> _Brief_: In the essay about being asked about having children, what question is put to the writer at the end?

My least favorite question. It makes me cringe and it places unnecessary pressure to get to the next phase of adulthood. While I understand the intentions are mostly pure, that question can trigger harsh emotions for many women.
A group of friends and I were hanging out and the topic of children came up. Of the group of us, one was a new mom and another was on her second. We were all enjoying the company of the baby in our midst and naturally, the topic of motherhood and childbearing came up. Each married woman chimed in on when they are planning if they are trying and their hopeful timeline. I kept silent mainly due to the food crammed in my mouth enjoying the conversation at hand and the hearts of that sharing. Then I got directed to a question:
“Are you interested in having children Vash?”

> _Supplied data_:
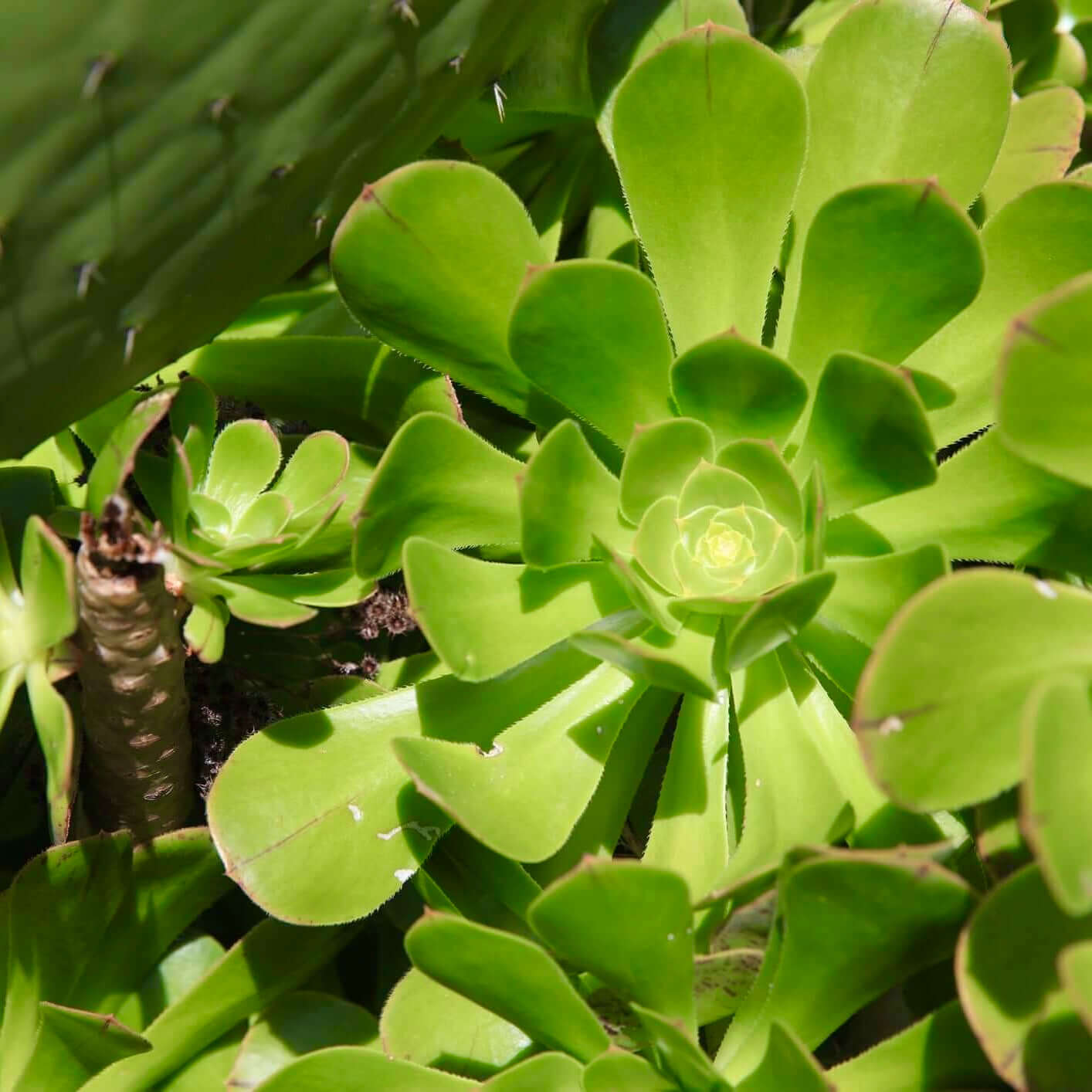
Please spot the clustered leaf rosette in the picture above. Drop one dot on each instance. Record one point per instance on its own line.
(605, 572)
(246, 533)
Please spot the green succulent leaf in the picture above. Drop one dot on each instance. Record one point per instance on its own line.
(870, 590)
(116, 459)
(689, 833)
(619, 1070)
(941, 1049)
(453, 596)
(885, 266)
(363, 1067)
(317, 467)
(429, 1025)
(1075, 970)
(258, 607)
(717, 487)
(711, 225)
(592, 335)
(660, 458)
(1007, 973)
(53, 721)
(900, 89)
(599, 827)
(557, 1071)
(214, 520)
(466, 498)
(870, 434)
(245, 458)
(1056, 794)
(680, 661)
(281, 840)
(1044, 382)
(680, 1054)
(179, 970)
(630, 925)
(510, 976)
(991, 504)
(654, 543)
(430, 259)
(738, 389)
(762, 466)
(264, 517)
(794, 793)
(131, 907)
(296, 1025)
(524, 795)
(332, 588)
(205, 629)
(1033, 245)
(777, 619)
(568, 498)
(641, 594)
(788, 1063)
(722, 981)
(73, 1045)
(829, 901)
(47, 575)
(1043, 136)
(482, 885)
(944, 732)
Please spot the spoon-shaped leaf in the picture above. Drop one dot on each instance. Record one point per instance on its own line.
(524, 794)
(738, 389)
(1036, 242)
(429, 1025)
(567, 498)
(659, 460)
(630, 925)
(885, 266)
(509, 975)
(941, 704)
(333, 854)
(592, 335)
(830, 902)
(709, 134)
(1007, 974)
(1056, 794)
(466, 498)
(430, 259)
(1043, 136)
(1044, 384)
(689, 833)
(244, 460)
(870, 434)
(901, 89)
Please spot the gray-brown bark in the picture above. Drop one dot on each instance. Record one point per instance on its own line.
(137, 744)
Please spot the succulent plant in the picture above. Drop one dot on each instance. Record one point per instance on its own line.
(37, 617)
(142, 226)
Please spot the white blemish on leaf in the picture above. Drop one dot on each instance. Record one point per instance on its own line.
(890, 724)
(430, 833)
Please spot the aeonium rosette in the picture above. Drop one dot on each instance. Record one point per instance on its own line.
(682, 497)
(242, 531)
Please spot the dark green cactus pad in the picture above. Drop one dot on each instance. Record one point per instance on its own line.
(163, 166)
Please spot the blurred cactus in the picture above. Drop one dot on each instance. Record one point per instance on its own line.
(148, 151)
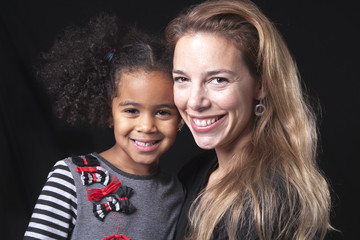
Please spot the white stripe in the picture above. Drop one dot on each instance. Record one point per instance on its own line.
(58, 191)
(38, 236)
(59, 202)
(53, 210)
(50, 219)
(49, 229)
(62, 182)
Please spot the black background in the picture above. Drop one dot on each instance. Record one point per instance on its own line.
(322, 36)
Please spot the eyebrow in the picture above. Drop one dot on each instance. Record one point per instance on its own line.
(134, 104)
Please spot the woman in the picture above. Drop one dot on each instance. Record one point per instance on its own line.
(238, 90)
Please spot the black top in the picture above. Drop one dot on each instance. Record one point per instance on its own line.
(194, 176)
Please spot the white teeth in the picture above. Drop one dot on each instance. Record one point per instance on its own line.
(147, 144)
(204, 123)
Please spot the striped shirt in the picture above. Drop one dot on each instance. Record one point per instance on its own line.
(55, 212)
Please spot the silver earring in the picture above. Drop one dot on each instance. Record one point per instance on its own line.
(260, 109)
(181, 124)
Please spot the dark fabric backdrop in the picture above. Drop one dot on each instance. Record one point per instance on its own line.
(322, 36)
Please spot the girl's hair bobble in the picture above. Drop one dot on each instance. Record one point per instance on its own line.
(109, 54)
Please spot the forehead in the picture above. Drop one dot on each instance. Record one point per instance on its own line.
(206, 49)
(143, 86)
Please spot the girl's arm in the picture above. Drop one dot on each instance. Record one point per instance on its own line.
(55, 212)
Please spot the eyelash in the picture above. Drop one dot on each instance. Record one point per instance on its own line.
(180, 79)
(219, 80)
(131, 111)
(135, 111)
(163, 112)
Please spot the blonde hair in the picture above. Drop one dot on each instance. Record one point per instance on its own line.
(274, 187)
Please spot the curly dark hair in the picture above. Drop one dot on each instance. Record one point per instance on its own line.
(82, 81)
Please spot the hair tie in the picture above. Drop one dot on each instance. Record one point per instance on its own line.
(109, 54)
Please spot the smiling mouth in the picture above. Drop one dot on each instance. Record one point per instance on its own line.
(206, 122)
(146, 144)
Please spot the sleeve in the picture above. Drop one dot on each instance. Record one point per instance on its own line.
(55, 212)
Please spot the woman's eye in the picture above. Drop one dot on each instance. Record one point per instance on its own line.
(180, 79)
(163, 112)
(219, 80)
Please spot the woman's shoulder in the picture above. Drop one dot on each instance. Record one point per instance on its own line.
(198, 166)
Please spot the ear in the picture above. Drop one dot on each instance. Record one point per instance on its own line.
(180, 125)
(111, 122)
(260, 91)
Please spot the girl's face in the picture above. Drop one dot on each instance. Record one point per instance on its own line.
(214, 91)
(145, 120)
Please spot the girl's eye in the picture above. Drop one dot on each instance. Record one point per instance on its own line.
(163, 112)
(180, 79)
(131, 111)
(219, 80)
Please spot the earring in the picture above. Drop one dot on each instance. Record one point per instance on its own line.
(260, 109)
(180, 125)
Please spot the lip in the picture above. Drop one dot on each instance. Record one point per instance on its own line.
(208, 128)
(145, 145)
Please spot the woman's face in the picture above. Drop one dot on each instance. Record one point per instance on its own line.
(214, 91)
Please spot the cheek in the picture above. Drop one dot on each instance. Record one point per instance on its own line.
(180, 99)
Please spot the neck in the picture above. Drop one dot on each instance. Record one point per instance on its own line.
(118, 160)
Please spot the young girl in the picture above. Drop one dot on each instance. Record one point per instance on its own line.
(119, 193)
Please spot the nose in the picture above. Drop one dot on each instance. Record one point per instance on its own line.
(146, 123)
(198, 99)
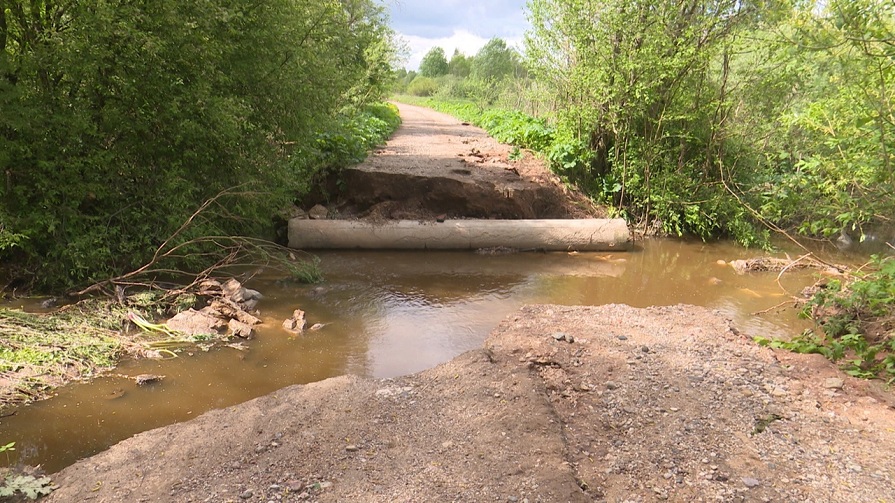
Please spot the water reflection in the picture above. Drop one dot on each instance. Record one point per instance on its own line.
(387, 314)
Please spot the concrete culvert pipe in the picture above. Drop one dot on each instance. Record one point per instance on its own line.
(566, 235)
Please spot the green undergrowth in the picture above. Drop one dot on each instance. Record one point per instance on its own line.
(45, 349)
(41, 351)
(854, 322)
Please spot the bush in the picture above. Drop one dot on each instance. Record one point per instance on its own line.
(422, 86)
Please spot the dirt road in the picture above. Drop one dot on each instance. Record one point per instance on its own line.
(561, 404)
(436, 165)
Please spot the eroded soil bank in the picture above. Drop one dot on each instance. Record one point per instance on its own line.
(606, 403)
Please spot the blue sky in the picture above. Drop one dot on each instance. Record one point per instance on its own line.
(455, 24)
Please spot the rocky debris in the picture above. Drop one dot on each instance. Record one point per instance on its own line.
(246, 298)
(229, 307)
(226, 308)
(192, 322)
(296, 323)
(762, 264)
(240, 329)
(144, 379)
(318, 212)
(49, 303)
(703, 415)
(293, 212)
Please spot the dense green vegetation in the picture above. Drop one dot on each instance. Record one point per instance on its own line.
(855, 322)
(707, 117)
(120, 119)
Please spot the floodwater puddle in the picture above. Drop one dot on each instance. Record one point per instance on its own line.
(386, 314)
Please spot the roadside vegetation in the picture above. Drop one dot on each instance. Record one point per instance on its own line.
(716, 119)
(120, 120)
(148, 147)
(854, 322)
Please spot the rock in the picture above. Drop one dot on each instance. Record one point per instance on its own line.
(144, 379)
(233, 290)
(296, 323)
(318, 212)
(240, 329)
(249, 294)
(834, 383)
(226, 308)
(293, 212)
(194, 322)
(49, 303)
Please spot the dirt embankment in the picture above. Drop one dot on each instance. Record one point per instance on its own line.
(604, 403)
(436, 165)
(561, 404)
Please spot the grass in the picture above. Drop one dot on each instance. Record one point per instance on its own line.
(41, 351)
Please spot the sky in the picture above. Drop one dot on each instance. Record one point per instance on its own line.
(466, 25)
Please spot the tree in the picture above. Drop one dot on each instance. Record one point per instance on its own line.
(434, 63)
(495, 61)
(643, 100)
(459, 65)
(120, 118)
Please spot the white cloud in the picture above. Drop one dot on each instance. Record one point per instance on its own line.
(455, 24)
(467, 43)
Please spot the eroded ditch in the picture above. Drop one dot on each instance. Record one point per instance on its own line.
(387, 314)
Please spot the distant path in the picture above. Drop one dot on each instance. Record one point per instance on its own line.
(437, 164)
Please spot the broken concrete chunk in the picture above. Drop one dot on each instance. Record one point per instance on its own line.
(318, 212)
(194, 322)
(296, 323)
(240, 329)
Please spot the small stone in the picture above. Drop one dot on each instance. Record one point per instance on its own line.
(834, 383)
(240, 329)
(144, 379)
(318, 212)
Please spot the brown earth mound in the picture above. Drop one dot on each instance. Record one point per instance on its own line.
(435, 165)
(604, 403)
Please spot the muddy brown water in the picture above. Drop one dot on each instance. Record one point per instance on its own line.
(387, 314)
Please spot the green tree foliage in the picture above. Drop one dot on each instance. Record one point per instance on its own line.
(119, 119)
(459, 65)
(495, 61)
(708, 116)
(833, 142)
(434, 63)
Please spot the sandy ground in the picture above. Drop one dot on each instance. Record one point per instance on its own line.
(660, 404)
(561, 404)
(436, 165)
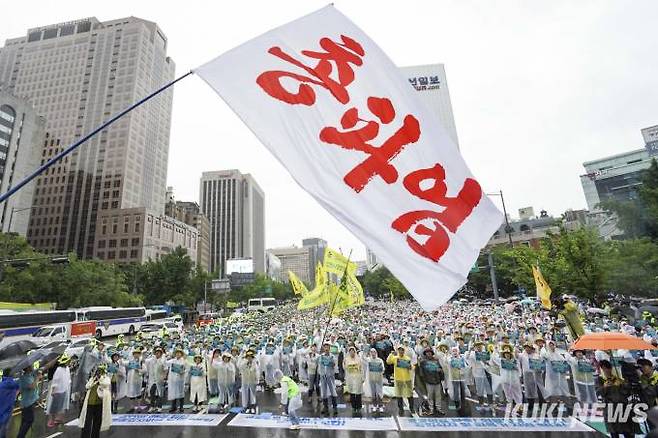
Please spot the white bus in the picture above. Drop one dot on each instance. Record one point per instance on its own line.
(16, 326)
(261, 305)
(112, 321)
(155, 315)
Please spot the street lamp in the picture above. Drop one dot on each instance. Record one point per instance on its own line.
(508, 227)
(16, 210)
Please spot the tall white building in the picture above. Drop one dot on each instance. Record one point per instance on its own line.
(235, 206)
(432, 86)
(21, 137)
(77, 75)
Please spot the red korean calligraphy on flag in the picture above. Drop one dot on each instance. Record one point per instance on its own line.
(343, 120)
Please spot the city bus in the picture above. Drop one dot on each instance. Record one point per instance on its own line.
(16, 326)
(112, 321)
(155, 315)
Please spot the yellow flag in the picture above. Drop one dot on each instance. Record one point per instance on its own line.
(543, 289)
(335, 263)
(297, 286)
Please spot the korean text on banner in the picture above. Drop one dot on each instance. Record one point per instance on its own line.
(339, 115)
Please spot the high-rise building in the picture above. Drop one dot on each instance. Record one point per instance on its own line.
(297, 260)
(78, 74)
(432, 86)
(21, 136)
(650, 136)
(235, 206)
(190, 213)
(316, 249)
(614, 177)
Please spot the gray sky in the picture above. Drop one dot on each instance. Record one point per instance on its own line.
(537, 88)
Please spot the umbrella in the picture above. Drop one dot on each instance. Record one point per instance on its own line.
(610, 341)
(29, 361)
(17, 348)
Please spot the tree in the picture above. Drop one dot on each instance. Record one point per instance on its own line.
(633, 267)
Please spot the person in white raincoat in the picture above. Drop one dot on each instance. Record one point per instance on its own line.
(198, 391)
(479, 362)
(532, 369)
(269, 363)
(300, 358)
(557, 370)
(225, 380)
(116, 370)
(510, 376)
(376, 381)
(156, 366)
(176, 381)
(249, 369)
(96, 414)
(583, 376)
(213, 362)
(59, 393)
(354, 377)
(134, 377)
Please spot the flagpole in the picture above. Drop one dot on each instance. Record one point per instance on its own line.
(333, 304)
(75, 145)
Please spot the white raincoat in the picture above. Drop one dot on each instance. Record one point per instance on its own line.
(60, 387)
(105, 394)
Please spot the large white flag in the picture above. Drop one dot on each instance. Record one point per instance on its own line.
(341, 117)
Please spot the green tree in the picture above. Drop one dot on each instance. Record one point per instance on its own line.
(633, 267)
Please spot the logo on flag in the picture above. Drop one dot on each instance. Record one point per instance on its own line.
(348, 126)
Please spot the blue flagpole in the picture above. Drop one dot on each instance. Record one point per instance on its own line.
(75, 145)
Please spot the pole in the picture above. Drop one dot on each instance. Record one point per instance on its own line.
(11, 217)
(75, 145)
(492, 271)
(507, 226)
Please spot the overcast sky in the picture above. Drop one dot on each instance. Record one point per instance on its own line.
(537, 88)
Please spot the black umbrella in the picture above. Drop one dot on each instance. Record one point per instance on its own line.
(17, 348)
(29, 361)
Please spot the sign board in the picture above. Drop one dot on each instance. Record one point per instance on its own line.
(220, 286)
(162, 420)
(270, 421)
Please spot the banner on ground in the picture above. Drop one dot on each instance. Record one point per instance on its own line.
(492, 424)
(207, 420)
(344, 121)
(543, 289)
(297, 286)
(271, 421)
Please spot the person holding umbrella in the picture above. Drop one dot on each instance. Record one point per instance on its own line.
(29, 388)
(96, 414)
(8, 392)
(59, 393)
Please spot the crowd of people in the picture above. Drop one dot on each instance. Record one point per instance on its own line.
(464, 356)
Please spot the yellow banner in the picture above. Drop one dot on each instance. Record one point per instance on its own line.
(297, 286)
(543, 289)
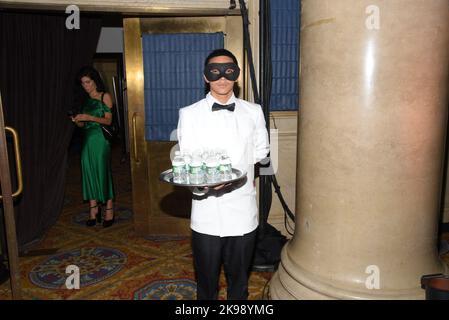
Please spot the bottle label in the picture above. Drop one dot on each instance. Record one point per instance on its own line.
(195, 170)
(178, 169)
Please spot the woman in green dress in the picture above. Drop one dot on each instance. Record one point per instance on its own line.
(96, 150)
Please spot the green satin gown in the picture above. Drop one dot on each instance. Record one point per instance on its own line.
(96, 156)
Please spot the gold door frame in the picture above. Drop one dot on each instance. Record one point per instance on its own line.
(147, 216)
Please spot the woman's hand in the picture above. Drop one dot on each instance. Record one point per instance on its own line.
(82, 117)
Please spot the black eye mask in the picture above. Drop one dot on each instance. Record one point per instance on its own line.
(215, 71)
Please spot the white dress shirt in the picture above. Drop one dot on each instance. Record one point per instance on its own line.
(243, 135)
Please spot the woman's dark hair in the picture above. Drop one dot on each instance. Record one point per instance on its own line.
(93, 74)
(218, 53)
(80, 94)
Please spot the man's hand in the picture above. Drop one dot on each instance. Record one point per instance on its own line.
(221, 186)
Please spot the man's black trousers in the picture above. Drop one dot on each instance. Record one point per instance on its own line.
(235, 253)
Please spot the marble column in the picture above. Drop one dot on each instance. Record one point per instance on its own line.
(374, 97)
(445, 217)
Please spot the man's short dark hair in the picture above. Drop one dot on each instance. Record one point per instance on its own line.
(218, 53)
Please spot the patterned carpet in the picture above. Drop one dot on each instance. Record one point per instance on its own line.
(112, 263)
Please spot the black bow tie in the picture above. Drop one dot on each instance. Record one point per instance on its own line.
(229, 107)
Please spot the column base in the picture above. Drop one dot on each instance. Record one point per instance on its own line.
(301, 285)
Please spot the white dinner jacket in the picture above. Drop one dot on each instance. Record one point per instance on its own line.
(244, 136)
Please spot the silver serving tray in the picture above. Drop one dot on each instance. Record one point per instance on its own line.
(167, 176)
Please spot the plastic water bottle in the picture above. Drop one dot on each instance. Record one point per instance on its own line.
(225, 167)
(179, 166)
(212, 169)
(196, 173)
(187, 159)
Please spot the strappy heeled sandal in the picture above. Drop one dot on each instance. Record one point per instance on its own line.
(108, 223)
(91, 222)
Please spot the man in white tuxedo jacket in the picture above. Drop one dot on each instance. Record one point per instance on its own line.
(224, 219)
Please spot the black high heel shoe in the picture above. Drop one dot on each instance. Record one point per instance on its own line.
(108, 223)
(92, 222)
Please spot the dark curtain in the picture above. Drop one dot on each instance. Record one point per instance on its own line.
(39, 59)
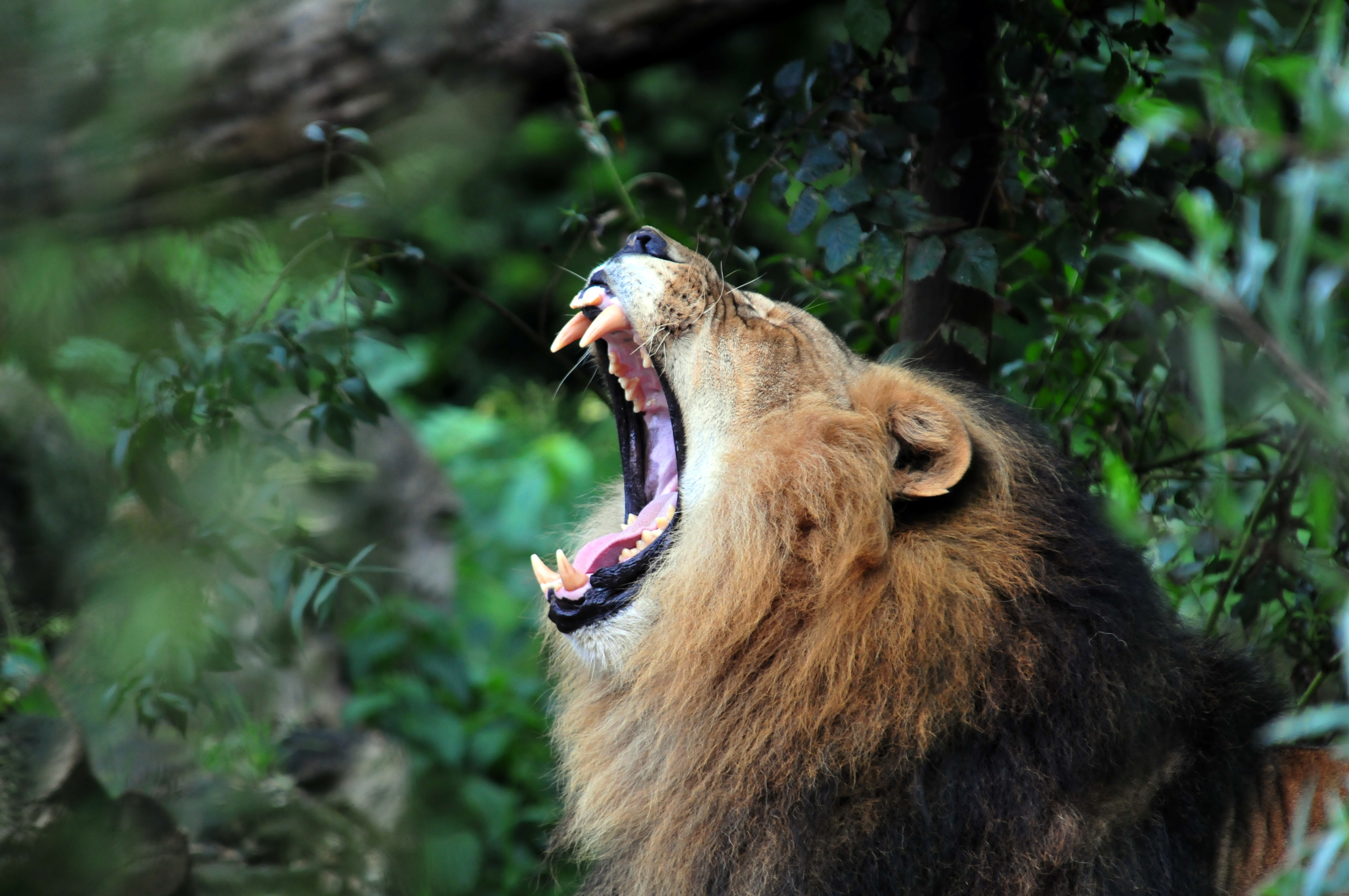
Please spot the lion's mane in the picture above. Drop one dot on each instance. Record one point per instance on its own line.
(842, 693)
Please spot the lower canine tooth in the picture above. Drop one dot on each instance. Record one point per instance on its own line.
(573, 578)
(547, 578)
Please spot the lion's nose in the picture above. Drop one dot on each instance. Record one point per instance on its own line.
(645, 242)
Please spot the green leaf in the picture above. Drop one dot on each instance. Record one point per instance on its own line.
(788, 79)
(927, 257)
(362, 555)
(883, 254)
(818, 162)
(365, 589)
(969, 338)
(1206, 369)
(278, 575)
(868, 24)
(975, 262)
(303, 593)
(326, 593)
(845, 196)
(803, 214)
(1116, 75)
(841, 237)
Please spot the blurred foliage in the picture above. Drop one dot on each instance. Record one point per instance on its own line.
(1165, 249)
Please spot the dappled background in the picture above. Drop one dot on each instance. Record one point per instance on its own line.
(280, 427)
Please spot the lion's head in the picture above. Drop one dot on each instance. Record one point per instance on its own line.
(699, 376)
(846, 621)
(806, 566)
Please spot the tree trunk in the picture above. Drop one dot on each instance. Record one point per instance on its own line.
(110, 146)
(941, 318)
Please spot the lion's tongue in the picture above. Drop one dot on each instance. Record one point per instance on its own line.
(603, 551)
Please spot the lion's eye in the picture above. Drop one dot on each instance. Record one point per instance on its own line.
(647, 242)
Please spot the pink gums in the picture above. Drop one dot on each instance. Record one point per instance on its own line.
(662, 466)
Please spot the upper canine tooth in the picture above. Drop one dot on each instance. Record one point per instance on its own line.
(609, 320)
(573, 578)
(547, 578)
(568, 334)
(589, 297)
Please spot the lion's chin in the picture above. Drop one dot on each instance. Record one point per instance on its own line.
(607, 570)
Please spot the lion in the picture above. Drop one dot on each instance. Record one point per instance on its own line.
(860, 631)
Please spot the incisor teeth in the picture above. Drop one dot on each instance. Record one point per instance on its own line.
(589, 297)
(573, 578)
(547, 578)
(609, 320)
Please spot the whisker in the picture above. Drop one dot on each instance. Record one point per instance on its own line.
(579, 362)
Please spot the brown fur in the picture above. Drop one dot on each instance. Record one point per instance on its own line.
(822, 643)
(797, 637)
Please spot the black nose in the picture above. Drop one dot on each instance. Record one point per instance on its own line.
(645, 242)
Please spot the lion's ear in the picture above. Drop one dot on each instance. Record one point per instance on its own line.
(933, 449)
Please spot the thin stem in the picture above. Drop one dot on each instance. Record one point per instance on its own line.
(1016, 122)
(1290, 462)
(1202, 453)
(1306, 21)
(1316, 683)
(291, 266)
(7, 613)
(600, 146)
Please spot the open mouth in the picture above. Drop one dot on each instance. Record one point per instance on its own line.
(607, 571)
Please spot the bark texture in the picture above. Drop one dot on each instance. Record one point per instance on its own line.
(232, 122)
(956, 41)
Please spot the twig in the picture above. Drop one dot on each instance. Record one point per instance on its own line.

> _Solution to this task_: "Are you interested in having children Vash?"